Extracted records
----------

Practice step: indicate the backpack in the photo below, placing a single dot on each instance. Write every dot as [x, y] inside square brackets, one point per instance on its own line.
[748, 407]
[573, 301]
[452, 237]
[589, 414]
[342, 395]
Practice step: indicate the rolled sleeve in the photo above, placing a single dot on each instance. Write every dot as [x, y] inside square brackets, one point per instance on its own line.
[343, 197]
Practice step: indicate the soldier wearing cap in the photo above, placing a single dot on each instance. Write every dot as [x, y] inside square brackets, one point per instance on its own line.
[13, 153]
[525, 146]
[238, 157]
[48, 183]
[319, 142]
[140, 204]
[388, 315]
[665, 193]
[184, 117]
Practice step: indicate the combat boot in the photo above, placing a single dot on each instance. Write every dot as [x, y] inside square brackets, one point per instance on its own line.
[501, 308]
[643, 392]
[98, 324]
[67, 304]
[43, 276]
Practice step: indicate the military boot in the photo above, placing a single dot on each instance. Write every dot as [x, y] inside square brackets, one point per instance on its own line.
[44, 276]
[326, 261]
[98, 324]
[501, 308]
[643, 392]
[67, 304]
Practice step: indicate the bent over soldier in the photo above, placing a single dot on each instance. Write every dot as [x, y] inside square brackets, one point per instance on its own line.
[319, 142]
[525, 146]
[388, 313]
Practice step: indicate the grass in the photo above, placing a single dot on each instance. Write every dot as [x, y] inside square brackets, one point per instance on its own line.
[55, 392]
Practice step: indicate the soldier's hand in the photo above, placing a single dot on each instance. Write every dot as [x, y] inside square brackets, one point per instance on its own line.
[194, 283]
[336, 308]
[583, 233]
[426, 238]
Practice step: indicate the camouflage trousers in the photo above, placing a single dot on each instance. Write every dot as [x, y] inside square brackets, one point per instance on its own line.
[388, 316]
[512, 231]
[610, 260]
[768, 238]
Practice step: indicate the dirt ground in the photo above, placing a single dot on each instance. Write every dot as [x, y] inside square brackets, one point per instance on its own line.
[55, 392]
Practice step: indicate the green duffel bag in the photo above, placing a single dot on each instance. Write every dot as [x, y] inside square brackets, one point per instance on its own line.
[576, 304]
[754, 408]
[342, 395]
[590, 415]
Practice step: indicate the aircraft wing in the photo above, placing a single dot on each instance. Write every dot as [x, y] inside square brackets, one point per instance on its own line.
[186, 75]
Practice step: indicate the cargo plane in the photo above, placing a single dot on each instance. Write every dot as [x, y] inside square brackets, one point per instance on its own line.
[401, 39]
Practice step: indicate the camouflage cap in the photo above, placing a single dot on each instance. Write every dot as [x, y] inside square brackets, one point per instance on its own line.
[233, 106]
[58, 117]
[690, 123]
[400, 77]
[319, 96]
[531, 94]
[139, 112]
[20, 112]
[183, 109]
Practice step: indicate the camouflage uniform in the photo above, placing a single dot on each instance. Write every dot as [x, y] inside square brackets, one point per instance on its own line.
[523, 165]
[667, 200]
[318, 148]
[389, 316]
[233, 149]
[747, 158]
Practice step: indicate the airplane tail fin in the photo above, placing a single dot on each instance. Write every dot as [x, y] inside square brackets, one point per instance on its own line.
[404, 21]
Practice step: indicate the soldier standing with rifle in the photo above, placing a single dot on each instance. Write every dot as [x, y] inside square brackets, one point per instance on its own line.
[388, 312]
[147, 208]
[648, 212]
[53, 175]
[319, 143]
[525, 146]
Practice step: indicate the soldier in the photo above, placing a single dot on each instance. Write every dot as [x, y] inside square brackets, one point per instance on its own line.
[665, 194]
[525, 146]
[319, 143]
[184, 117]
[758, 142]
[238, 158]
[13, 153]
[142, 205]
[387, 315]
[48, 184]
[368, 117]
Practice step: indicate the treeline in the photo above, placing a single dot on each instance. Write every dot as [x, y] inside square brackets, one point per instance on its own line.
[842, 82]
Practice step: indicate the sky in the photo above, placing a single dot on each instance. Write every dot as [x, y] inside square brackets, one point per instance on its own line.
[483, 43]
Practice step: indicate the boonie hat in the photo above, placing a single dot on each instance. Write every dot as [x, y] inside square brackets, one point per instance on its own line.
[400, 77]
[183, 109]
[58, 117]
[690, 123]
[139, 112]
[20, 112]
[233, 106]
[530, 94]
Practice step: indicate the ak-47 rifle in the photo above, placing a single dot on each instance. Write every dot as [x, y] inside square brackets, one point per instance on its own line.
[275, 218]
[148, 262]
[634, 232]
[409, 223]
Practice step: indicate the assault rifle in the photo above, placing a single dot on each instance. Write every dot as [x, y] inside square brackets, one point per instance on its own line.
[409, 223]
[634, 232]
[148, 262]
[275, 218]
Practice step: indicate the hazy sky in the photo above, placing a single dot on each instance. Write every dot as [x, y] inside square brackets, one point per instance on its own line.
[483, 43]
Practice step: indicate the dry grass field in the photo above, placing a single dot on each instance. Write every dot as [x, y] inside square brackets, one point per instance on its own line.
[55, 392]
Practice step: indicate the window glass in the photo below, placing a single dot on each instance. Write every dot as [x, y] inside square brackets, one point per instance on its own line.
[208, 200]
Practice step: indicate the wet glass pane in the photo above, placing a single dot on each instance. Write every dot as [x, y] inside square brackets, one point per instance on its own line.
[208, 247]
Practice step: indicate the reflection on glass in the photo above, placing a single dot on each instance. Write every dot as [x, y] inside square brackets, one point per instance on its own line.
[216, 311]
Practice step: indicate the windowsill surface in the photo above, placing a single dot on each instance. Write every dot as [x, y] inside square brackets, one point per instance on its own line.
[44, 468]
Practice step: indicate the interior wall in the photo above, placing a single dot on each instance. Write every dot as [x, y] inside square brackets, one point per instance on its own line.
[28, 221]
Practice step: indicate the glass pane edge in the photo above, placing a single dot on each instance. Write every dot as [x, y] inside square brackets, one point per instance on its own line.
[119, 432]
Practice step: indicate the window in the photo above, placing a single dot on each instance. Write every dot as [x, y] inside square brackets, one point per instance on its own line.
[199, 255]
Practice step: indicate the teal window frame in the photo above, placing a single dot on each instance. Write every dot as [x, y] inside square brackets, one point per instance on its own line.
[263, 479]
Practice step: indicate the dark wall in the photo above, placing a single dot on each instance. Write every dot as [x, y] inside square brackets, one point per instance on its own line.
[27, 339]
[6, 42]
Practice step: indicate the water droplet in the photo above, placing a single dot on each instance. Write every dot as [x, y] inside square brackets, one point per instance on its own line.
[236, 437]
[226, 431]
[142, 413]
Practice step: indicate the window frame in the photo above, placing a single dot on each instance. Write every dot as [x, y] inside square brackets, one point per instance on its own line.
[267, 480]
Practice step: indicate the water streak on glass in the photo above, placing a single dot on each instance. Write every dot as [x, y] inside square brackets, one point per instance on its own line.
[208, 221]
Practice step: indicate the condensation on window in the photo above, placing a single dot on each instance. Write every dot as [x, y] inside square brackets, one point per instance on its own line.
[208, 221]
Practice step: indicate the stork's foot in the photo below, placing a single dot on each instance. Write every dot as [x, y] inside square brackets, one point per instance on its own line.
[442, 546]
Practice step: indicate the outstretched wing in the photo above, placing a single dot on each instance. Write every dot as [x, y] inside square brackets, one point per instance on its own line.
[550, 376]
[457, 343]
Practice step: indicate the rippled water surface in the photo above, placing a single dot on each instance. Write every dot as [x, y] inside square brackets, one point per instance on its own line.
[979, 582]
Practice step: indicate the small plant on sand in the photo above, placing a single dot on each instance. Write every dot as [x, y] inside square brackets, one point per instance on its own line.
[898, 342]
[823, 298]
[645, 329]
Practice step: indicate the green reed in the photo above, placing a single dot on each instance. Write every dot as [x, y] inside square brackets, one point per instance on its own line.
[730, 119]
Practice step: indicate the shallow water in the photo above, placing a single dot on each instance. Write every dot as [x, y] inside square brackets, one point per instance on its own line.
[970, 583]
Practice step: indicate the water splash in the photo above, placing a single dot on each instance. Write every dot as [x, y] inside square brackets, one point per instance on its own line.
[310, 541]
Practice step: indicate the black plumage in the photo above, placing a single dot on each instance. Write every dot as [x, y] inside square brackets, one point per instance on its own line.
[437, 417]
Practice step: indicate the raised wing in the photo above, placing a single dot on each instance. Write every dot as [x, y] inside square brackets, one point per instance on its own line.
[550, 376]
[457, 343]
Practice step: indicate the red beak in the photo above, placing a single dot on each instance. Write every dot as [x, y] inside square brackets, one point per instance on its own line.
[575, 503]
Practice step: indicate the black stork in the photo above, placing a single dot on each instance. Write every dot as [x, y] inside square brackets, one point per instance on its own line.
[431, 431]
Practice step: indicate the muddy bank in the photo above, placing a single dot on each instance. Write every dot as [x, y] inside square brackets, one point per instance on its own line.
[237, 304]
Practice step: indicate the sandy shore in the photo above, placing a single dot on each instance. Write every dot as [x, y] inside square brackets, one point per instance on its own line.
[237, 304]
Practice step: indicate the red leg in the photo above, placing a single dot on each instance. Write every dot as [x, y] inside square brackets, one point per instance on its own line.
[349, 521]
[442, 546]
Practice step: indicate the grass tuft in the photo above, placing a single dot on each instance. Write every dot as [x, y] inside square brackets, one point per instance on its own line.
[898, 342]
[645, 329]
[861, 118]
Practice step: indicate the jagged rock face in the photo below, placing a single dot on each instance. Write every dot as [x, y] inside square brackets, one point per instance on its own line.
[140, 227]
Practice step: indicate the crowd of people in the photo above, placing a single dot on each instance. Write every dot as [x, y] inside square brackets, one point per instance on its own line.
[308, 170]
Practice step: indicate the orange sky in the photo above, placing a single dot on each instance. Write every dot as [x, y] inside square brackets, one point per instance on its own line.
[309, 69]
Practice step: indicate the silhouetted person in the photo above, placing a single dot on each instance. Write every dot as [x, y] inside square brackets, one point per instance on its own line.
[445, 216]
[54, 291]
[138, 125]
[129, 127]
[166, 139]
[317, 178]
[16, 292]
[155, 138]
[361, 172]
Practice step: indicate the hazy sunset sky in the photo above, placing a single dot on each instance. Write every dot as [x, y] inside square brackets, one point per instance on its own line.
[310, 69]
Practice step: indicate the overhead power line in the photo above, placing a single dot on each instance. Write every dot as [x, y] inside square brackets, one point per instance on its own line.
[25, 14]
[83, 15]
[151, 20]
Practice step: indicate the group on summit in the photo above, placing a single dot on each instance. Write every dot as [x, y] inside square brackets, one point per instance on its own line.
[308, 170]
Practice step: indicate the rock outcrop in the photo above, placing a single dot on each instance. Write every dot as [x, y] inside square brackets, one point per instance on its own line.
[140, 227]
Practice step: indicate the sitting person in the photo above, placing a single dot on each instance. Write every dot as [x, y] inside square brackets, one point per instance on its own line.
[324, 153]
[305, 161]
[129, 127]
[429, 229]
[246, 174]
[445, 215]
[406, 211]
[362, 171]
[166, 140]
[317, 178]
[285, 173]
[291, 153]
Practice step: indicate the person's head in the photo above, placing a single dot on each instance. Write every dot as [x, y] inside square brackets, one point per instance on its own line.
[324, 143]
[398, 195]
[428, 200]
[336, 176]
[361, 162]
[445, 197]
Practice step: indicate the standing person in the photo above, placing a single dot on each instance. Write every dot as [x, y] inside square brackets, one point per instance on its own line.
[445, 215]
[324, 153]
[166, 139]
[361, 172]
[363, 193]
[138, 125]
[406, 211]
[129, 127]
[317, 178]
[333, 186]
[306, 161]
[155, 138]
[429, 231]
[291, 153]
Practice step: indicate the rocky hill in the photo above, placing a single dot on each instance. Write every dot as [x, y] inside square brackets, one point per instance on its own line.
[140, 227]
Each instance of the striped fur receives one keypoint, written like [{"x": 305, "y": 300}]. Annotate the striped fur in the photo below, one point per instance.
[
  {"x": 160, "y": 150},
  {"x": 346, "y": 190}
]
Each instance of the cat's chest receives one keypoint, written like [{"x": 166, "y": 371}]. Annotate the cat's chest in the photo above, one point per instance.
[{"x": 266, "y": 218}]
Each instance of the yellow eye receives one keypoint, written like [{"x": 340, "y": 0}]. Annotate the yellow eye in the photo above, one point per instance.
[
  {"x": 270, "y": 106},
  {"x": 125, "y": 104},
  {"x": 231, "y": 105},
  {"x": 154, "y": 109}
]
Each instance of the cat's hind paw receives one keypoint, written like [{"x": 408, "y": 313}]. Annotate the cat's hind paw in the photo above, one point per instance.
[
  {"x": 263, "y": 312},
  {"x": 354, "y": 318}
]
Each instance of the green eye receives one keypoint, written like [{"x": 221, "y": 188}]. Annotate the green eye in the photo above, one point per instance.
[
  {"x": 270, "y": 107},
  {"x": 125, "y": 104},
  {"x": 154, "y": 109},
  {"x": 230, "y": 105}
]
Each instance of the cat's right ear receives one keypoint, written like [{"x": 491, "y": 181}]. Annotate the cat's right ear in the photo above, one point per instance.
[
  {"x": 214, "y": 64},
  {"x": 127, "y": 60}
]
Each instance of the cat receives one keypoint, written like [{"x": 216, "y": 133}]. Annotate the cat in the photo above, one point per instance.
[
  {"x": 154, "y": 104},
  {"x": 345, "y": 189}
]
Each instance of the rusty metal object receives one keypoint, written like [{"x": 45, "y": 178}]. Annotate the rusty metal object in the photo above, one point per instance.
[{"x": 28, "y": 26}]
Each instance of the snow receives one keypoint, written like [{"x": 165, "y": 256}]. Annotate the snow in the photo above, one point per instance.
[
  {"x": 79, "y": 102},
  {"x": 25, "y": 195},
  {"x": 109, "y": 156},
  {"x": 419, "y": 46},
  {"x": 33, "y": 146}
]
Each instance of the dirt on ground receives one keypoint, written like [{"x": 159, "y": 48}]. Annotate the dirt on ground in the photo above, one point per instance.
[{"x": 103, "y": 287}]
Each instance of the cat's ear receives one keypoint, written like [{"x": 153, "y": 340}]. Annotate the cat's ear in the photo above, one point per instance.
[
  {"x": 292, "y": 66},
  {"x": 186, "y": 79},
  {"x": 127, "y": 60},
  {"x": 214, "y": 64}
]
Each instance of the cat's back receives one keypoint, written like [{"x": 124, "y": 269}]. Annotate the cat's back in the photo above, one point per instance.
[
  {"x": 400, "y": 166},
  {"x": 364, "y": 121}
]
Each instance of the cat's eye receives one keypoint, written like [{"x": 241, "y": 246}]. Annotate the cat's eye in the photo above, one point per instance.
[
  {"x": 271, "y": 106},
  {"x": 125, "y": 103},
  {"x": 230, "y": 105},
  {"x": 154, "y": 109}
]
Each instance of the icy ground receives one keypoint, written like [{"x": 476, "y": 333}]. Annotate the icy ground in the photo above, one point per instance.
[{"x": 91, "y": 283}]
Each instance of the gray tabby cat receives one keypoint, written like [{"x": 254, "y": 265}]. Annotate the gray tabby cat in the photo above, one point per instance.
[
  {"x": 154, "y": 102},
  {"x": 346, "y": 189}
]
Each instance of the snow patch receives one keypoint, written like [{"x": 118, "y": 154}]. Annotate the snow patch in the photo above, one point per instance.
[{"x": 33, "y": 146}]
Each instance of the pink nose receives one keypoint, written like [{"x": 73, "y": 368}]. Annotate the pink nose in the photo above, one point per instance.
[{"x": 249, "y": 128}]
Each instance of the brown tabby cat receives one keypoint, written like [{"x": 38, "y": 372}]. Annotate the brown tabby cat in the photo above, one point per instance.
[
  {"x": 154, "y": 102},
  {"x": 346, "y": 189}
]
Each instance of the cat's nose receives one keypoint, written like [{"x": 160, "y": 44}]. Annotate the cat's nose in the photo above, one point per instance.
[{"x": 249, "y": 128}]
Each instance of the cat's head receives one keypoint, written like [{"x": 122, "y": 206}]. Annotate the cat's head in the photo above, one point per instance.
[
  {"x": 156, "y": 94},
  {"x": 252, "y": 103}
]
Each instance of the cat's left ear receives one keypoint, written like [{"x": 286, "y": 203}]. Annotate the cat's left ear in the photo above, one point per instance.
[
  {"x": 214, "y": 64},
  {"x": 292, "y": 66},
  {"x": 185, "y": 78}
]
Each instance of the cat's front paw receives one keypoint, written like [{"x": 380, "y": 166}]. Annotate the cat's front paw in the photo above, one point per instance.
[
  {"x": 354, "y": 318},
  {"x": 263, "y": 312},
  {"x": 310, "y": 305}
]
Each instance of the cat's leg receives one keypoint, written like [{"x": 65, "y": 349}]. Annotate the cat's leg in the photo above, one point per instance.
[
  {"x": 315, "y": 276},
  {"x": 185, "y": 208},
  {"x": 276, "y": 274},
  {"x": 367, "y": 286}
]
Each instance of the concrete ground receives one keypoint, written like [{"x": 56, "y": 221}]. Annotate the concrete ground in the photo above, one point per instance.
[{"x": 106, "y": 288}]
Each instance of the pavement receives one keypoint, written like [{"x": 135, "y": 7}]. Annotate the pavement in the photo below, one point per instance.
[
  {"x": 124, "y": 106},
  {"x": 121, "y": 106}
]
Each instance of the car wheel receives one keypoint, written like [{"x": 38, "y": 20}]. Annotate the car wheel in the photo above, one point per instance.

----------

§ **BRIEF**:
Set down exactly the line with "Each instance of the pavement" and each line after it up to the end of the records, adding nothing.

§ **TASK ANSWER**:
Each instance of the pavement receives one keypoint, written like [{"x": 135, "y": 7}]. Annotate the pavement in the photo below, one point per instance.
[
  {"x": 124, "y": 106},
  {"x": 121, "y": 106}
]
Each instance of the car wheel receives one keypoint, written like [{"x": 38, "y": 20}]. Annotate the car wheel in the photo above, one point per instance.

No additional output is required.